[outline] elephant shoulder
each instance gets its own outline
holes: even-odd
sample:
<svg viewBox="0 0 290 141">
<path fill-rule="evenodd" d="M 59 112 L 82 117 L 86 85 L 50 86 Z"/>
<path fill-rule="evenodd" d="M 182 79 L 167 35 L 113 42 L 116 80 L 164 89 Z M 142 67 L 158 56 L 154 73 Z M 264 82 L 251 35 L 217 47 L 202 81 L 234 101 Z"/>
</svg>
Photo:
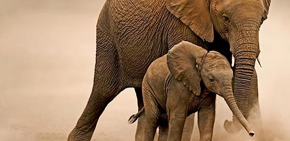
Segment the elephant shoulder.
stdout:
<svg viewBox="0 0 290 141">
<path fill-rule="evenodd" d="M 167 54 L 153 61 L 147 69 L 145 77 L 156 77 L 165 80 L 169 72 L 167 64 Z"/>
</svg>

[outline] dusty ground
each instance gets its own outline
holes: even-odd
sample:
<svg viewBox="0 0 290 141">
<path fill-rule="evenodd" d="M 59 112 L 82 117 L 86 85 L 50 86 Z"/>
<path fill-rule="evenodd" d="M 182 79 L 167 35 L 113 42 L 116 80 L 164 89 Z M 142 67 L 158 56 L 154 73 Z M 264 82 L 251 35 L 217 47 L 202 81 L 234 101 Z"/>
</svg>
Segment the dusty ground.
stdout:
<svg viewBox="0 0 290 141">
<path fill-rule="evenodd" d="M 66 140 L 87 103 L 104 1 L 0 1 L 0 140 Z M 260 30 L 260 99 L 269 140 L 290 140 L 290 4 L 272 1 Z M 218 101 L 214 139 L 247 140 L 220 128 L 230 114 Z M 133 140 L 136 125 L 127 121 L 136 103 L 132 89 L 123 92 L 100 118 L 93 140 Z"/>
</svg>

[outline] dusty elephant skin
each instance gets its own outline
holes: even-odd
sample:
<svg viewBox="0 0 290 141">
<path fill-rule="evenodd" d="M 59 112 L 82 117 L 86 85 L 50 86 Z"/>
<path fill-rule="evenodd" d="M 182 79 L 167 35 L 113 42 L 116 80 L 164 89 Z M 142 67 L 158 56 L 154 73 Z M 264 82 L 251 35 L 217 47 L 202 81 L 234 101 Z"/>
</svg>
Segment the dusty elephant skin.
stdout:
<svg viewBox="0 0 290 141">
<path fill-rule="evenodd" d="M 107 1 L 96 26 L 93 90 L 68 140 L 89 140 L 107 105 L 127 88 L 135 88 L 141 108 L 147 68 L 182 40 L 218 51 L 230 62 L 233 55 L 235 99 L 244 116 L 253 119 L 254 128 L 259 127 L 254 66 L 260 52 L 259 27 L 267 18 L 270 1 Z M 256 113 L 250 113 L 253 109 Z M 236 118 L 226 121 L 225 128 L 237 132 L 241 129 L 238 122 Z M 136 140 L 142 131 L 142 122 L 138 123 Z M 262 132 L 256 131 L 260 136 L 257 139 L 263 140 Z"/>
<path fill-rule="evenodd" d="M 211 140 L 214 93 L 224 99 L 249 135 L 254 135 L 235 101 L 233 78 L 228 62 L 219 53 L 208 52 L 186 41 L 173 46 L 167 54 L 151 63 L 143 81 L 144 108 L 133 116 L 139 116 L 145 109 L 146 124 L 143 140 L 153 141 L 158 126 L 159 132 L 168 135 L 159 136 L 158 140 L 181 140 L 186 117 L 196 112 L 198 112 L 200 140 Z"/>
</svg>

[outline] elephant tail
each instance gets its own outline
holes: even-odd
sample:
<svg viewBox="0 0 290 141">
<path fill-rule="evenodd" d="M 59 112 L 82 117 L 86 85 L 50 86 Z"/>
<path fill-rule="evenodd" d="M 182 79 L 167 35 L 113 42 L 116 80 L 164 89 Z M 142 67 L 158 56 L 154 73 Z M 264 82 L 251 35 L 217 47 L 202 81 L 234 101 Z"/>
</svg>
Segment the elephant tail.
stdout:
<svg viewBox="0 0 290 141">
<path fill-rule="evenodd" d="M 144 111 L 144 107 L 143 107 L 138 113 L 130 116 L 129 119 L 128 120 L 128 123 L 132 124 L 134 123 L 137 120 L 137 119 L 143 114 Z"/>
</svg>

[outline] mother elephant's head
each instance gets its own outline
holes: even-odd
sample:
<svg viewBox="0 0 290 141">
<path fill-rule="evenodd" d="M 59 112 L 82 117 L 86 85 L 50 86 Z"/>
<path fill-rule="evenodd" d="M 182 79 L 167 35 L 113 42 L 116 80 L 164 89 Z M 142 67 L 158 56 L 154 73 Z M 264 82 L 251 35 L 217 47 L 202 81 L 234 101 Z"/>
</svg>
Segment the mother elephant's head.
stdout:
<svg viewBox="0 0 290 141">
<path fill-rule="evenodd" d="M 259 55 L 259 30 L 267 18 L 270 0 L 164 0 L 173 15 L 201 38 L 209 42 L 214 30 L 230 45 L 235 58 L 234 93 L 244 116 L 256 58 Z M 234 126 L 225 123 L 228 131 Z"/>
</svg>

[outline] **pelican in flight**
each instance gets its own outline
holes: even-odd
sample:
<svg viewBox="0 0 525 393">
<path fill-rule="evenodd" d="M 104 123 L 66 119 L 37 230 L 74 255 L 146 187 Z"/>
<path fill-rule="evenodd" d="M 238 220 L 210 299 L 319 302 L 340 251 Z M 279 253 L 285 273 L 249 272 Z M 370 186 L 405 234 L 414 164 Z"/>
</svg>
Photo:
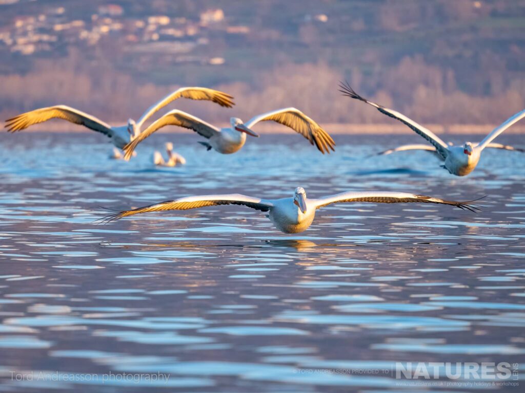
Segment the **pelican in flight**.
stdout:
<svg viewBox="0 0 525 393">
<path fill-rule="evenodd" d="M 154 113 L 181 97 L 213 101 L 221 106 L 228 108 L 234 105 L 232 101 L 233 97 L 223 92 L 205 88 L 181 88 L 166 95 L 149 108 L 142 114 L 138 122 L 135 123 L 133 119 L 130 118 L 128 120 L 128 124 L 124 126 L 111 127 L 93 116 L 70 106 L 60 105 L 36 109 L 12 117 L 6 121 L 5 127 L 8 132 L 14 133 L 50 119 L 64 119 L 104 134 L 111 138 L 112 143 L 116 147 L 122 149 L 130 141 L 136 138 L 140 134 L 144 122 Z"/>
<path fill-rule="evenodd" d="M 158 167 L 174 167 L 177 164 L 184 165 L 186 163 L 185 158 L 178 153 L 173 152 L 173 144 L 171 142 L 166 142 L 165 146 L 166 152 L 167 153 L 167 161 L 164 161 L 160 152 L 155 151 L 153 153 L 153 163 Z"/>
<path fill-rule="evenodd" d="M 192 129 L 200 135 L 207 138 L 208 141 L 200 142 L 208 150 L 212 149 L 223 154 L 231 154 L 240 149 L 246 141 L 246 135 L 258 137 L 251 130 L 252 127 L 259 122 L 272 121 L 289 127 L 300 134 L 311 145 L 315 145 L 323 154 L 334 150 L 335 143 L 331 137 L 319 125 L 298 109 L 285 108 L 264 113 L 253 117 L 247 123 L 237 117 L 230 119 L 231 127 L 219 128 L 198 117 L 178 110 L 168 112 L 152 123 L 136 138 L 124 148 L 124 156 L 129 159 L 136 146 L 158 129 L 167 125 L 178 126 Z"/>
<path fill-rule="evenodd" d="M 448 146 L 453 146 L 454 145 L 452 142 L 449 142 Z M 520 151 L 522 153 L 525 152 L 525 149 L 519 149 L 517 147 L 509 146 L 508 145 L 502 145 L 500 143 L 489 143 L 487 145 L 487 148 L 501 149 L 502 150 L 509 150 L 513 151 Z M 436 155 L 438 155 L 438 157 L 439 157 L 439 156 L 437 155 L 435 147 L 431 146 L 429 145 L 423 145 L 420 144 L 415 144 L 414 145 L 402 145 L 401 146 L 397 146 L 397 147 L 394 149 L 388 149 L 387 150 L 383 150 L 383 151 L 380 151 L 379 153 L 376 154 L 375 155 L 387 156 L 389 154 L 396 153 L 398 151 L 406 151 L 409 150 L 423 150 L 426 151 L 435 153 Z"/>
<path fill-rule="evenodd" d="M 405 192 L 348 191 L 317 199 L 309 199 L 307 198 L 304 189 L 298 187 L 293 191 L 293 196 L 281 199 L 261 199 L 240 194 L 188 196 L 138 208 L 132 210 L 118 212 L 102 219 L 101 222 L 108 223 L 123 217 L 150 212 L 187 210 L 219 205 L 244 205 L 256 210 L 268 212 L 267 217 L 281 232 L 285 233 L 299 233 L 308 228 L 313 221 L 316 211 L 320 208 L 332 203 L 366 202 L 382 203 L 440 203 L 455 206 L 461 209 L 468 209 L 472 212 L 480 210 L 477 205 L 472 204 L 472 202 L 475 202 L 475 201 L 446 201 L 439 198 Z"/>
<path fill-rule="evenodd" d="M 450 173 L 457 176 L 465 176 L 472 172 L 479 161 L 481 152 L 487 147 L 505 149 L 506 150 L 517 150 L 511 146 L 506 146 L 499 144 L 492 144 L 492 141 L 500 134 L 520 119 L 525 117 L 525 110 L 518 112 L 508 119 L 505 123 L 495 128 L 492 132 L 485 137 L 481 142 L 465 142 L 461 146 L 448 146 L 442 140 L 434 133 L 420 124 L 411 120 L 398 112 L 388 109 L 379 104 L 369 101 L 359 95 L 348 83 L 342 83 L 340 87 L 344 95 L 351 98 L 359 100 L 376 108 L 382 113 L 397 119 L 410 127 L 413 130 L 428 140 L 434 147 L 436 154 L 444 162 L 444 167 Z M 421 148 L 422 145 L 415 145 L 417 147 L 411 148 L 399 148 L 398 150 L 413 150 Z M 425 148 L 425 150 L 428 150 Z"/>
</svg>

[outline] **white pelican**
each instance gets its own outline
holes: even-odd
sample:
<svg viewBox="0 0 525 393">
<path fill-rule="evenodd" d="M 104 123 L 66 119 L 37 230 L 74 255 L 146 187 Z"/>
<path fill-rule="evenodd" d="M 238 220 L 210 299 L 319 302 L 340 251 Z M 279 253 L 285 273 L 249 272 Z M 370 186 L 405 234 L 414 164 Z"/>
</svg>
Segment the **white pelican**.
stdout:
<svg viewBox="0 0 525 393">
<path fill-rule="evenodd" d="M 200 143 L 206 146 L 208 150 L 213 148 L 223 154 L 231 154 L 244 146 L 246 134 L 258 137 L 259 135 L 250 128 L 259 122 L 267 121 L 272 121 L 289 127 L 308 139 L 312 145 L 315 144 L 323 154 L 325 152 L 329 153 L 330 149 L 334 150 L 335 144 L 331 137 L 317 123 L 295 108 L 285 108 L 264 113 L 253 117 L 246 123 L 239 118 L 232 117 L 230 119 L 231 127 L 224 128 L 213 126 L 182 111 L 174 110 L 153 123 L 128 144 L 124 148 L 125 157 L 129 159 L 137 145 L 158 129 L 167 125 L 192 129 L 208 138 L 208 142 Z"/>
<path fill-rule="evenodd" d="M 135 123 L 133 119 L 130 118 L 127 125 L 125 126 L 111 127 L 94 116 L 70 106 L 60 105 L 36 109 L 12 117 L 6 121 L 5 127 L 8 129 L 8 132 L 14 133 L 50 119 L 61 118 L 102 133 L 111 138 L 115 146 L 122 149 L 140 134 L 144 122 L 155 112 L 181 97 L 213 101 L 221 106 L 228 108 L 234 105 L 232 101 L 233 97 L 223 92 L 205 88 L 181 88 L 151 106 L 142 114 L 138 122 Z"/>
<path fill-rule="evenodd" d="M 132 210 L 118 212 L 103 218 L 101 222 L 108 223 L 123 217 L 149 212 L 187 210 L 218 205 L 244 205 L 256 210 L 268 212 L 267 217 L 270 219 L 279 231 L 285 233 L 298 233 L 308 229 L 313 221 L 316 211 L 319 208 L 332 203 L 352 202 L 441 203 L 456 206 L 462 209 L 466 209 L 471 211 L 479 210 L 476 205 L 472 204 L 474 201 L 446 201 L 439 198 L 405 192 L 348 191 L 318 199 L 309 199 L 306 197 L 304 189 L 298 187 L 294 191 L 292 198 L 281 199 L 261 199 L 240 194 L 187 196 L 138 208 Z"/>
<path fill-rule="evenodd" d="M 358 94 L 348 84 L 340 85 L 341 92 L 348 97 L 366 102 L 377 108 L 387 116 L 399 120 L 410 127 L 417 134 L 428 140 L 434 146 L 439 157 L 444 161 L 444 167 L 453 174 L 457 176 L 465 176 L 472 172 L 479 161 L 481 152 L 486 147 L 496 147 L 507 150 L 514 150 L 511 146 L 501 147 L 503 145 L 494 144 L 491 146 L 492 141 L 508 128 L 521 118 L 525 117 L 525 110 L 515 114 L 508 119 L 505 123 L 495 128 L 492 132 L 485 137 L 481 142 L 465 142 L 462 146 L 447 146 L 445 142 L 438 137 L 434 133 L 420 124 L 411 120 L 398 112 L 369 101 Z M 404 149 L 408 150 L 408 149 Z M 517 150 L 517 149 L 515 149 Z"/>
<path fill-rule="evenodd" d="M 453 146 L 453 145 L 451 143 L 449 142 L 448 146 Z M 502 145 L 500 143 L 489 143 L 487 145 L 487 148 L 502 149 L 503 150 L 510 150 L 514 151 L 525 152 L 525 149 L 519 149 L 517 147 L 510 146 L 508 145 Z M 419 144 L 415 144 L 414 145 L 402 145 L 401 146 L 398 146 L 394 149 L 388 149 L 388 150 L 383 150 L 383 151 L 380 151 L 375 155 L 386 156 L 388 154 L 397 152 L 397 151 L 406 151 L 409 150 L 426 150 L 427 151 L 435 153 L 438 157 L 440 157 L 438 155 L 437 155 L 436 148 L 434 146 L 431 146 L 429 145 L 422 145 Z"/>
<path fill-rule="evenodd" d="M 165 146 L 168 157 L 167 161 L 164 161 L 160 152 L 155 151 L 153 153 L 153 163 L 159 167 L 174 167 L 177 164 L 184 165 L 186 163 L 185 158 L 178 153 L 173 152 L 173 144 L 171 142 L 166 142 Z"/>
</svg>

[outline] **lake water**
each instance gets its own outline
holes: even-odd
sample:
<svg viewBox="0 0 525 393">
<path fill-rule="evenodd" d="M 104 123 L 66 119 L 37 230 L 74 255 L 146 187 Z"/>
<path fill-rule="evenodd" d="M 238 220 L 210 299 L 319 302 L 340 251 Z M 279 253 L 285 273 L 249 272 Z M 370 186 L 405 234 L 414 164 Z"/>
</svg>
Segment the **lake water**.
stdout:
<svg viewBox="0 0 525 393">
<path fill-rule="evenodd" d="M 223 156 L 159 134 L 127 163 L 94 133 L 0 135 L 0 391 L 520 391 L 525 155 L 487 150 L 456 177 L 423 151 L 367 158 L 417 136 L 334 139 L 329 156 L 268 135 Z M 152 166 L 168 140 L 185 166 Z M 99 206 L 298 186 L 488 196 L 477 214 L 332 205 L 295 235 L 243 206 L 93 223 Z M 513 374 L 492 385 L 460 364 L 454 380 L 396 379 L 410 362 L 507 362 Z"/>
</svg>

----------

What is required:
Rewrite the material from the line that contains "[outline] **lake water**" through the end, changing "lake water" to "pond water" and leaving everything else unchanged.

Correct output:
[outline] **pond water**
each instance gets its own outline
holes: even-odd
sample:
<svg viewBox="0 0 525 393">
<path fill-rule="evenodd" d="M 104 123 L 66 119 L 37 230 L 74 255 L 146 187 Z"/>
<path fill-rule="evenodd" d="M 238 220 L 210 299 L 319 302 L 340 251 Z M 279 253 L 285 273 L 249 272 Z M 370 186 L 405 234 L 414 164 Z"/>
</svg>
Segment the **pond water**.
stdout:
<svg viewBox="0 0 525 393">
<path fill-rule="evenodd" d="M 223 156 L 159 134 L 127 163 L 94 133 L 0 135 L 0 391 L 520 391 L 525 155 L 487 150 L 456 177 L 423 151 L 367 158 L 417 136 L 334 139 L 329 156 L 268 135 Z M 152 166 L 168 140 L 185 166 Z M 99 206 L 298 186 L 488 196 L 477 214 L 332 205 L 295 235 L 243 206 L 93 223 Z M 513 374 L 492 385 L 460 364 L 454 380 L 396 379 L 410 362 L 507 362 Z"/>
</svg>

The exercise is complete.